Data:
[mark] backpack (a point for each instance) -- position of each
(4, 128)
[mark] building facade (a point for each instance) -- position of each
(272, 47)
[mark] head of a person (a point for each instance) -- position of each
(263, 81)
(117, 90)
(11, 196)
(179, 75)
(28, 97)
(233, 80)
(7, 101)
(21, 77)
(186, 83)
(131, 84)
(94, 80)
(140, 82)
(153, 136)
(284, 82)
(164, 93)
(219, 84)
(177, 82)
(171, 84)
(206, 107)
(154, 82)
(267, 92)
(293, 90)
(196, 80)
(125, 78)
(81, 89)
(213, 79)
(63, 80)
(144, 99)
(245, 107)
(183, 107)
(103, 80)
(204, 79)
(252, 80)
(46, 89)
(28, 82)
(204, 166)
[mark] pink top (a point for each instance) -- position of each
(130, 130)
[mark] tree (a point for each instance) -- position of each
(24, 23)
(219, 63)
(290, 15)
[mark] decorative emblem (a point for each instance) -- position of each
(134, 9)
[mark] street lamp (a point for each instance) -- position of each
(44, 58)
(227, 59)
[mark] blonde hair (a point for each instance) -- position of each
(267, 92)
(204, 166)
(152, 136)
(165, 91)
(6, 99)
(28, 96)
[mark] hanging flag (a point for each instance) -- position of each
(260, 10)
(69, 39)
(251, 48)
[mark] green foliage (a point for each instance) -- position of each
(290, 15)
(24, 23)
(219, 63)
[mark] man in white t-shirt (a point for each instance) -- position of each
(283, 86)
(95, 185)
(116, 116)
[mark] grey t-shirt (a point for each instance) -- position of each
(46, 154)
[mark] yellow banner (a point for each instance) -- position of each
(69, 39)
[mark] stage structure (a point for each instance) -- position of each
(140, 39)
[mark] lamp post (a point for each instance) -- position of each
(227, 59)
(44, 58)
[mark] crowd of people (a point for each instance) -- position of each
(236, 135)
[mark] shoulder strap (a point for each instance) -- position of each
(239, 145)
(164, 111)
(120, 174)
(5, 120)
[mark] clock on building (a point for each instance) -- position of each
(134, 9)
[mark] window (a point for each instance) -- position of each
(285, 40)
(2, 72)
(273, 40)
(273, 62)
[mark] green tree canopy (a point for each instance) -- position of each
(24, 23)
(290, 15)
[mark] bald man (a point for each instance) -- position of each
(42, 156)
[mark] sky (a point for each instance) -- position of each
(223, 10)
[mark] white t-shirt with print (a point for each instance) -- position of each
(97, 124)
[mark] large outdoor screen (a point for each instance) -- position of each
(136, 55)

==

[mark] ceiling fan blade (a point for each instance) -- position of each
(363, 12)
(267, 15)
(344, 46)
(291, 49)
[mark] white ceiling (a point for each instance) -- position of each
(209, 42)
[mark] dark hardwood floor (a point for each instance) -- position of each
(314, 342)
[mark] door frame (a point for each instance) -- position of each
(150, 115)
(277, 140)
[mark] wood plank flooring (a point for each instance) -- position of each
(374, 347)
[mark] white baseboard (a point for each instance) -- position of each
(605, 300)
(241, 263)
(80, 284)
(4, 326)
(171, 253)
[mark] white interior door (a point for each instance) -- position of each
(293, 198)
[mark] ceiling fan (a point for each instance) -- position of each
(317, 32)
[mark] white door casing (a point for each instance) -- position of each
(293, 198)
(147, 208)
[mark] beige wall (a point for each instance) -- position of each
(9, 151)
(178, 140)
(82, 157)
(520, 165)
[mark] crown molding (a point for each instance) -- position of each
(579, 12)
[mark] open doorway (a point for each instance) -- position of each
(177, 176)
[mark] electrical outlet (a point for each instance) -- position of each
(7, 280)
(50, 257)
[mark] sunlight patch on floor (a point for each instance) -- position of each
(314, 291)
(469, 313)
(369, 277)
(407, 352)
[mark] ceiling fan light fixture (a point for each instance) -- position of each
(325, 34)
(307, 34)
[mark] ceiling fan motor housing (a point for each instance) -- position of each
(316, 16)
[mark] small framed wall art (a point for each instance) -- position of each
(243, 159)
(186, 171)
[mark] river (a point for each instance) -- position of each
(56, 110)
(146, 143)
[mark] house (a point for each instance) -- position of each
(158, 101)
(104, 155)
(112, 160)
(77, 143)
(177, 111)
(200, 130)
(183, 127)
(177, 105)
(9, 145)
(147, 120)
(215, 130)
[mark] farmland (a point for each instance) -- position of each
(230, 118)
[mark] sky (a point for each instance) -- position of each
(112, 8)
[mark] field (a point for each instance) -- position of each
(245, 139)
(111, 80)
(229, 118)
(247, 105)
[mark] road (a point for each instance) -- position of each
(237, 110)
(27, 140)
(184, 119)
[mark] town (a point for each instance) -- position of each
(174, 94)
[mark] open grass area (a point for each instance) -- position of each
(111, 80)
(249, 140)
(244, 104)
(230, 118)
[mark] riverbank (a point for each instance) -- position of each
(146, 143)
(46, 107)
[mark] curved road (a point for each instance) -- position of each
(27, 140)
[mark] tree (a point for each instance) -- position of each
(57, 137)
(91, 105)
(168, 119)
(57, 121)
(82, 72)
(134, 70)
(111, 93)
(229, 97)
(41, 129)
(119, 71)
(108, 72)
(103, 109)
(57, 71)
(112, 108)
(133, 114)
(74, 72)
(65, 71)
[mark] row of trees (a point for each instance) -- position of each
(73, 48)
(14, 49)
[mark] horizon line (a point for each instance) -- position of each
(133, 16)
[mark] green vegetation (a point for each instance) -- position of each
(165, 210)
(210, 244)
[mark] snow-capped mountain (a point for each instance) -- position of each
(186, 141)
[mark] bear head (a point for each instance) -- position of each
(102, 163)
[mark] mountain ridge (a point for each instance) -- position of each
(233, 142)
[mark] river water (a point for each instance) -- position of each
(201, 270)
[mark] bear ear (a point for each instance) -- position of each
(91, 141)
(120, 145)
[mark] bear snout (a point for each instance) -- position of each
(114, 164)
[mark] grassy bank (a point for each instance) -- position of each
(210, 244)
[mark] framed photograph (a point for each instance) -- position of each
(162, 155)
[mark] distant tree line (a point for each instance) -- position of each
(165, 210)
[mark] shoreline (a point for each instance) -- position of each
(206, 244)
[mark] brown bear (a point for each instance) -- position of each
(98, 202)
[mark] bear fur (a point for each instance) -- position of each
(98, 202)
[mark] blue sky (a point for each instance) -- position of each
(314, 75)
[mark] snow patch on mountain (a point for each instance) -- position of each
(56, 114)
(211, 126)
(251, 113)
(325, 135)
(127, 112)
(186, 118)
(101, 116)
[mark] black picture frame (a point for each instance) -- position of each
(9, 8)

Directive: Identify each line in the rows above that holds the word "patch", and copy those lines.

Output of the task:
[mark] sunlight patch on floor (a point for each instance) -- position of each
[mark] snow patch on mountain (a point for each instance) -- position of each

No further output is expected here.